ESTRATTO FORNITO >>
Il garante attacca: "Demolisci presidi democratici, segnalerò tue minacce". La replica: "Se ha altro da dire o da scrivere parlasse con gli avvocati..."

Giuseppe Conte e Beppe Grillo (Fotogramma/Ipa)

Continuano a volare stracci tra Beppe Grillo e Giuseppe Conte. "Finiamola qua con questa pantomima. Se il garante ha altro da dire o da scrivere parlasse con gli avvocati..." è il ragionamento che Conte sta portando avanti in queste ore, dopo la diffusione di una nuova lettera di Beppe Grillo in cui, tra l'altro, il fondatore del Movimento minaccia di rivolgersi al comitato di garanzia 5S.

L'ex premier, raccontano, sarebbe tra l'altro parecchio infastidito dall'"uso di missive riservate, date in pasto alla stampa". Per il leader del Movimento, "un chiaro segno di debolezza del garante e di chi lo consiglia...": parole, le sue, che sembrerebbero dirette a Virginia Raggi, che oggi, chiamata in ballo da diversi quotidiani sul braccio di ferro in atto, ha scritto un post su Facebook marcando le distanze.

Conte sarebbe dunque determinato a tirare dritto. Tant'è che oggi, riferiscono i beninformati, sul sito del Movimento potrebbe essere fatto un ulteriore passo avanti per la seconda fase della 'costituente', con la pubblicazione dei temi e dossier della kermesse scelti sulla base dei 22mila contributi arrivati dagli attivisti pentastellati.

Il post e la lettera di Beppe Grillo

Mentre continuano a volare stracci, il garante del Movimento ci scherza su e posta su X i "consigli per il nuovo simbolo...". Nel logo le pec - simbolo dello scambio di missive al vetriolo delle ultime settimane - prendono il posto delle 5 stelle, e sotto la dicitura M5S.it viene sostituita da 'movimento5pec.it'.

ESTRATTO DEI DATI >>
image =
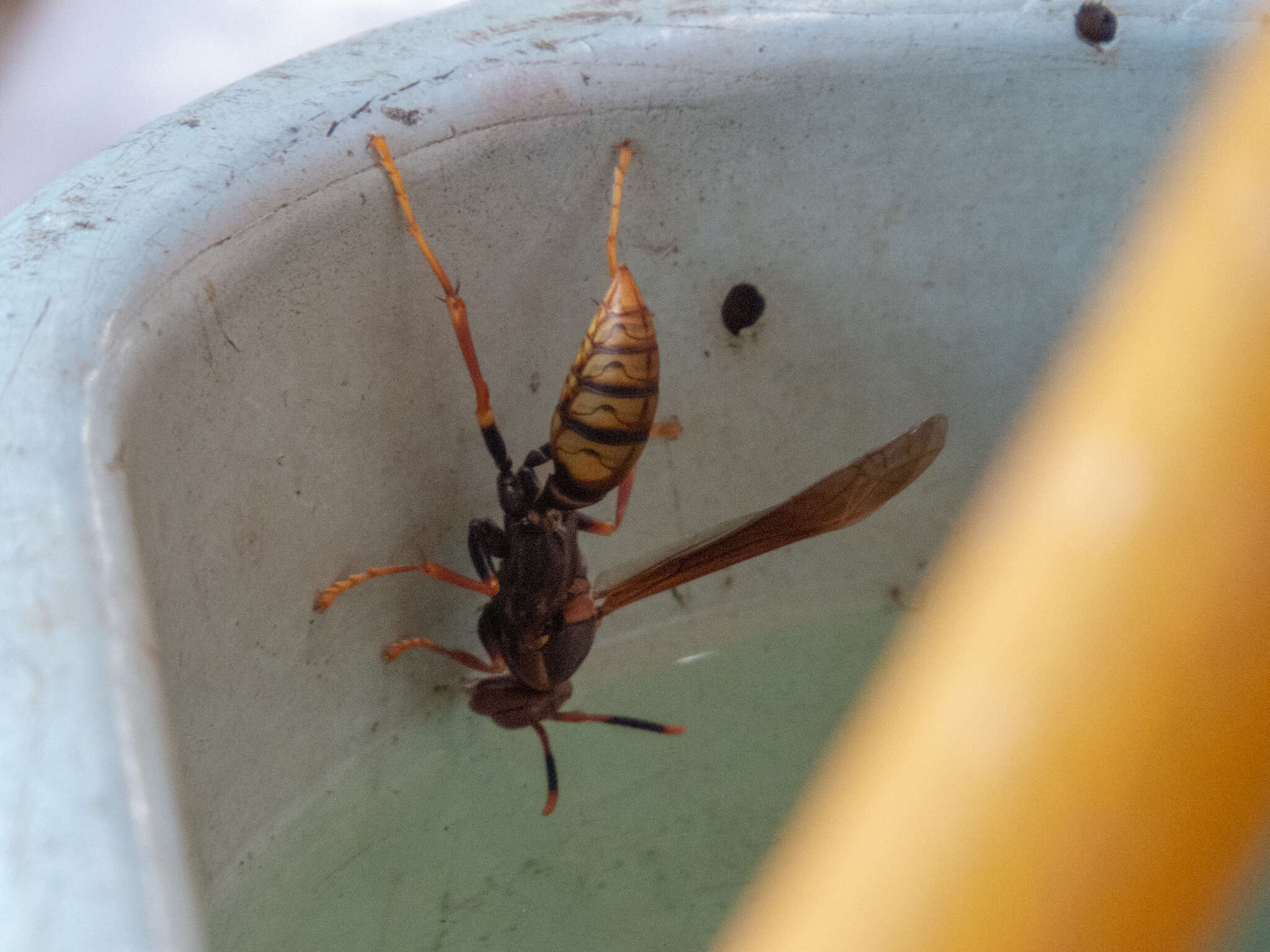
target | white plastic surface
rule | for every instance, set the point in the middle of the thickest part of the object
(225, 380)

PROBLEMA ENUNCIATO >>
Le affermazioni seguenti concordano con l'estratto? Per ciascuna rispondi sì o no e riporta tra virgolette le parole dell'estratto che lo stabiliscono.
1. Conte sarebbe infastidito perché lettere riservate sono finite sui giornali.
2. Nel logo proposto da Grillo le 5 stelle restano al loro posto.
3. Grillo pubblica su Facebook i consigli per il nuovo simbolo.

SOLUZIONE ESERCIZIO >>
1. Sì: "uso di missive riservate, date in pasto alla stampa".
2. No: "prendono il posto delle 5 stelle".
3. No: "posta su X i "consigli per il nuovo simbolo...""